What bike do I need ?

If you want to join a club ride, then you will need a road/gravel bike or a hybrid. If you are buying a bike for the first time, then there is no substitute for going to a bike shop and going for a test ride. Getting the right size of bike is absolutely key, to get this wrong can be an expensive business !

Most bike shops will offer a fitting service or at least give you good advice on the right size for you.
If buying directly from an internet shop then you really need to know the size and geometry that suits your body shape.

The two most important dimensions on a bike are the seat tube height and the top tube length. Note that each brand has its own specific geometry (frame triangle) and may differ significantly to another brand.

 

Equipment to carry

Carrying a spare inner tube, tyre levers and a pump is essential. All riders will encounter a puncture at some stage. The trick is to be able to deal with it especially if you are riding solo. You need to be self reliant and be able to get home on your own.

 

What clothing do you need ?

Traditionally riders wear lycra (or similar material), the main reason being for comfort and function.

A typical lycra cycle jersey will wick away the sweat on a hot day and keep you comfortable. It will also have pockets at the back for all the essentials, phone, inner tube, fruit bar etc.

:::

→ What you have to do:
Pick up the cycling advice above with the sentences that would follow its final line about jersey pockets.

Image point grounding data
:::

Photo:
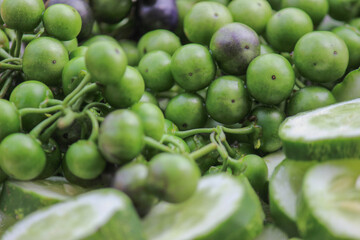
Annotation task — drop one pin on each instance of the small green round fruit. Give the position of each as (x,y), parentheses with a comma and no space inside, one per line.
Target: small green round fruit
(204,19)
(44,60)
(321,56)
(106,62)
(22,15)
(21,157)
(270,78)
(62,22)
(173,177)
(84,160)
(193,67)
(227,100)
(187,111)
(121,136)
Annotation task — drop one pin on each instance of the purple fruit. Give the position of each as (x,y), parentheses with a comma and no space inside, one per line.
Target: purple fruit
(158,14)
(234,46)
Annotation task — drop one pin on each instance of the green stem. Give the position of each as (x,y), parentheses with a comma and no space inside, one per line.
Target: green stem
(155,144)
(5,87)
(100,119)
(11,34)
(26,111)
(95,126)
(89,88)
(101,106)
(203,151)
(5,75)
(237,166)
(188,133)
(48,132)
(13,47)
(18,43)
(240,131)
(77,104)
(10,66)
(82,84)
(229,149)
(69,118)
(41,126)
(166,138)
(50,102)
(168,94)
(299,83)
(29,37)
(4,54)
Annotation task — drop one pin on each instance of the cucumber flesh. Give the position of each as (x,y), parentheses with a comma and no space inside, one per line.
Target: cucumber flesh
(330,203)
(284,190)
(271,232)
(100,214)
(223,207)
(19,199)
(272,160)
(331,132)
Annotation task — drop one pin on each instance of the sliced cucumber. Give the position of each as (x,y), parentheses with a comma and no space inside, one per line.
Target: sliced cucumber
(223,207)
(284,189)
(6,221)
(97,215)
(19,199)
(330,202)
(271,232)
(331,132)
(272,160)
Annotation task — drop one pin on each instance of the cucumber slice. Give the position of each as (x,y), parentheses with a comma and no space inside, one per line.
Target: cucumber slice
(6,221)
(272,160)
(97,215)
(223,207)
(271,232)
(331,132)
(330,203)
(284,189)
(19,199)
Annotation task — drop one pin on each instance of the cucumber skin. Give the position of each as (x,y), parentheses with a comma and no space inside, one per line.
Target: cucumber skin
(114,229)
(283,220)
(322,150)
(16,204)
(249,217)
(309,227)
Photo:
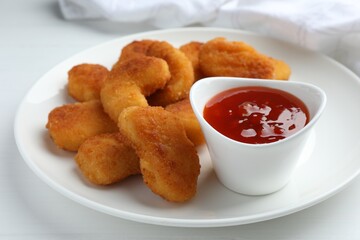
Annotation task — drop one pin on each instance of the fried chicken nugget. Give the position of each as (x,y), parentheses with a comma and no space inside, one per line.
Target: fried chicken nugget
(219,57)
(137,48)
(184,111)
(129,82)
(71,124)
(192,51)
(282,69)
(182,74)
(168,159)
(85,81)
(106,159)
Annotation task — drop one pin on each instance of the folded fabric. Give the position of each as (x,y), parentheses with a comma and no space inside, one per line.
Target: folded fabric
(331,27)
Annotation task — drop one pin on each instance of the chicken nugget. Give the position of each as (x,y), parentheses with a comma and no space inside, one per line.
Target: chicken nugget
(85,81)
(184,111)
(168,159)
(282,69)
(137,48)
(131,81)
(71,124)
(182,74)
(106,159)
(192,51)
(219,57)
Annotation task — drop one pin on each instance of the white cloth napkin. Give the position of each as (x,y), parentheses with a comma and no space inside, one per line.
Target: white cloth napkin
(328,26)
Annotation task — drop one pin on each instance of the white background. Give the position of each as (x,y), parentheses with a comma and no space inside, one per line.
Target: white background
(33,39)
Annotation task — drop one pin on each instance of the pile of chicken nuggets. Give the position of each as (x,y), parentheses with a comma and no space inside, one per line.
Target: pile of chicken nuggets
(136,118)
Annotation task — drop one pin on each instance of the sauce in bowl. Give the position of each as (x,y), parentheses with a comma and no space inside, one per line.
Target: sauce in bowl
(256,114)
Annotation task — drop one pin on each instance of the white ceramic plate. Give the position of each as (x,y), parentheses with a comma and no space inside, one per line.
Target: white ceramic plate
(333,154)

:::

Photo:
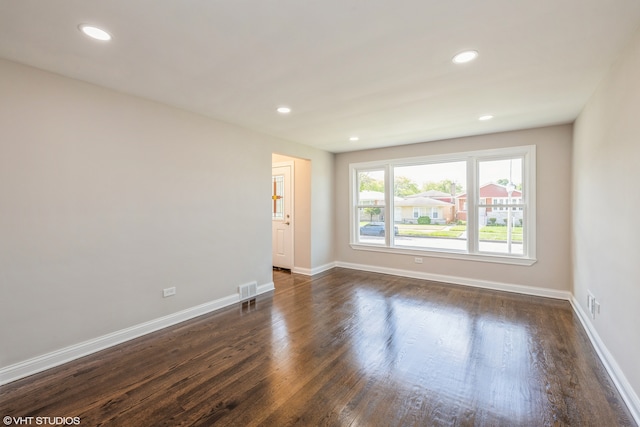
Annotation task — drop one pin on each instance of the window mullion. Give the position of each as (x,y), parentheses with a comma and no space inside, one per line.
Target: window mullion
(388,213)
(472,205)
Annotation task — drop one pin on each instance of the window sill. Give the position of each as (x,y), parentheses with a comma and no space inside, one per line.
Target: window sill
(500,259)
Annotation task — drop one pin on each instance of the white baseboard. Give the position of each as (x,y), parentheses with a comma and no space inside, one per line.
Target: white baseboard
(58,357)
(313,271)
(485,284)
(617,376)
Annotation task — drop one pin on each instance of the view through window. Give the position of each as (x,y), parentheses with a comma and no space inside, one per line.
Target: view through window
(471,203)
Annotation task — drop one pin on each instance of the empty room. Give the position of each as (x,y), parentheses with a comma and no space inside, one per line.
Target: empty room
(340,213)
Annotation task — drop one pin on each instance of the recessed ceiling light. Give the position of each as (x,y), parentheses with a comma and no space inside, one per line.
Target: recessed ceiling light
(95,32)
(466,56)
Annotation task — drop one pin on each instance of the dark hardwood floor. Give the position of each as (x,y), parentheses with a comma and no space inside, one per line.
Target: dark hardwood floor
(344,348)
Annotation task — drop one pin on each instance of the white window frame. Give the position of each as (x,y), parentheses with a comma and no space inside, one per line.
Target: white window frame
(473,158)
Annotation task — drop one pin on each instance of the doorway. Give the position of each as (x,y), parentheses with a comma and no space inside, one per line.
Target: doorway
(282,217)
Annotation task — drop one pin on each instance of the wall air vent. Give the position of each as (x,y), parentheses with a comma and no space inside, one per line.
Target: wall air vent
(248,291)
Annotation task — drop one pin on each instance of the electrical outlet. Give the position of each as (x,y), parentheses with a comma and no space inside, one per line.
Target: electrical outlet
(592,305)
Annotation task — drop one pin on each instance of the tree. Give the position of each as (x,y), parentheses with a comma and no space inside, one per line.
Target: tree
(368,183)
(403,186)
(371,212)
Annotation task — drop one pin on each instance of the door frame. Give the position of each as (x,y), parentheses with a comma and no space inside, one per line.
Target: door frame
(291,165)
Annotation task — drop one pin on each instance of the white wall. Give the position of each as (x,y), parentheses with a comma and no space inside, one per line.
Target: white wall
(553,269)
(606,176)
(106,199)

:::

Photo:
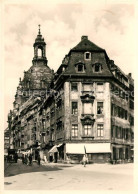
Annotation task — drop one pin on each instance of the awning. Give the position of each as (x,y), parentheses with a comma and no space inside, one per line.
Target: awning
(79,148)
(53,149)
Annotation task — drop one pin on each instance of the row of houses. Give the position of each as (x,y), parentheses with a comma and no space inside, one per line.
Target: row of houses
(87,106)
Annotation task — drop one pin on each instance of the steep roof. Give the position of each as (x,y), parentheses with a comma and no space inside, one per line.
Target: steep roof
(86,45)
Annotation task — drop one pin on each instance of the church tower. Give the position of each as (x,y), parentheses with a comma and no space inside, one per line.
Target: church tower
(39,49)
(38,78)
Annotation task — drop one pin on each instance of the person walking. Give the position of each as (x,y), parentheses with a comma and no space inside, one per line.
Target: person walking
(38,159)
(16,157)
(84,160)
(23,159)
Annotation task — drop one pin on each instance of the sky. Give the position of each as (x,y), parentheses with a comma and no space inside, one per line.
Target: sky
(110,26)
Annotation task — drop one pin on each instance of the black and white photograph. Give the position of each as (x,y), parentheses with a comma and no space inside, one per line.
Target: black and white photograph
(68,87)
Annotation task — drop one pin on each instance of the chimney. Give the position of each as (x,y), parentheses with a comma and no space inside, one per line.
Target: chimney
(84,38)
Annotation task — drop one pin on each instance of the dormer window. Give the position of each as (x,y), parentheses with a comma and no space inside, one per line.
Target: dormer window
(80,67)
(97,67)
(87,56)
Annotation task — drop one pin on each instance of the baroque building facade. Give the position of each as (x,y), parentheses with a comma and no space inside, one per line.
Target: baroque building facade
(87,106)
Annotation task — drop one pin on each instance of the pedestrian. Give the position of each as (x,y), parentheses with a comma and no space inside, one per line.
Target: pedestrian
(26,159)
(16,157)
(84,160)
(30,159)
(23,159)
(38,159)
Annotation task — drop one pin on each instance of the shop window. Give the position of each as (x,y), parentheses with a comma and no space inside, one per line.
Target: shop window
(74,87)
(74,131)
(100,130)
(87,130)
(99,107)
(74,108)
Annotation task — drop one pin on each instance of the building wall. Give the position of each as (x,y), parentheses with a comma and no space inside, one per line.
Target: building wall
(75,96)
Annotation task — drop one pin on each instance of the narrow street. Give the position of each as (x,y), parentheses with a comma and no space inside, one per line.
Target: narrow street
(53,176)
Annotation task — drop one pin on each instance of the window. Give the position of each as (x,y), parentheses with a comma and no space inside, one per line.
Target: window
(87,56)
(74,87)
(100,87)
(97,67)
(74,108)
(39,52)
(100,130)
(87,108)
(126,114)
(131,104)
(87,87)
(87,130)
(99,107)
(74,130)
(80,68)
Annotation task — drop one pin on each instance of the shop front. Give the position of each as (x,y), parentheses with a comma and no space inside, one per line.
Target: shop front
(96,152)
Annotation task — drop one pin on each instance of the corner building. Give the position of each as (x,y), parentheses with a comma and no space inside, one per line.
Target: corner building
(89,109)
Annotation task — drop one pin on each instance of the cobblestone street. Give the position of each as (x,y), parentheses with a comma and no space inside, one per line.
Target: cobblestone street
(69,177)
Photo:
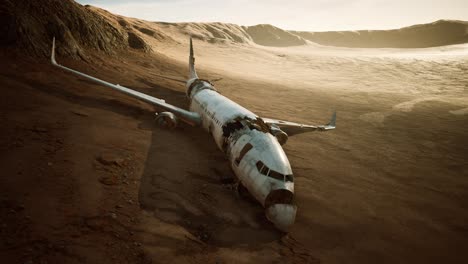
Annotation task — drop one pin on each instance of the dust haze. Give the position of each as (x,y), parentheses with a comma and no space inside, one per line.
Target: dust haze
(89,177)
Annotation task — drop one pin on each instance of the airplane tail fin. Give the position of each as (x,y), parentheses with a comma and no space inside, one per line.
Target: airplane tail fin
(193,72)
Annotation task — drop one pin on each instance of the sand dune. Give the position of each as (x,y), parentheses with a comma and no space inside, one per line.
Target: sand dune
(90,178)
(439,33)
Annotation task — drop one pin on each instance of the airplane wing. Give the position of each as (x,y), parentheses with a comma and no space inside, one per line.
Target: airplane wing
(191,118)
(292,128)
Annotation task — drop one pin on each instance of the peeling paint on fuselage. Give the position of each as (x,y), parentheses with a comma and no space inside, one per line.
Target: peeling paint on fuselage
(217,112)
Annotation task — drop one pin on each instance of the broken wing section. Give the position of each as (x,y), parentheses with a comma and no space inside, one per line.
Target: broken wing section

:::

→ Task output:
The most comfortable shorts to wear are bib shorts, which will include a pad to keep you comfortable on the saddle.

A breathable winter jacket is a welcome addition to your cycling wardrobe in the colder months.

During colder months it’s very important to keep your feet warm. A good pair of cycling overshoes can help keep your feet toasty and allow you to carry on riding in the worst of the winter weather. Overshoes are generally made from either thick neoprene or lighter, windproof, fleece-backed fabric. They’re designed to keep the cold, the wet, or both out – with holes at the bottom to allow your cleats to connect with the pedals.

Tip – buy overshoes that are larger than you think you need as you don’t want them too tight. So if you have medium size feet, get size large overshoes

 

Pedals, cleats and shoes

When starting out, most riders use flat pedals and trainers.

But it is possible to ‘upgrade’ to using cycling shoes, attach cleats and use pedals that the cleats fit in to. This gives a more efficient pedal stroke and confidence that your feet don’t slip off the pedals. The most popular styles of cleat/pedal are SPD, SPD-SL, Look/Keo.

 

Saddle Sore ?

Most riders will encounter soreness while sitting on the saddle. There are number of things you can do to sort this out.
Apply lubrication on the bibshorts pad and/or yourself, using Chamois cream, Aqueous cream, Vaseline, anything is better than nothing. Apply liberally !
Modern saddles can really help with this, these come with a split down the middle. Position your saddle forward so that your seat bones are sitting on the back part of the saddle and taking your weight.
Other adjustments including saddle height and stem length, can adjust your position and help correct the problem.

 

Club Rides
If you want to join us on a club ride, then you need a well maintained bike and be self reliant. However be assured there will be help on hand if you need it.

Rides are anywhere between 20 and 50 miles at a variety of average speeds and different routes.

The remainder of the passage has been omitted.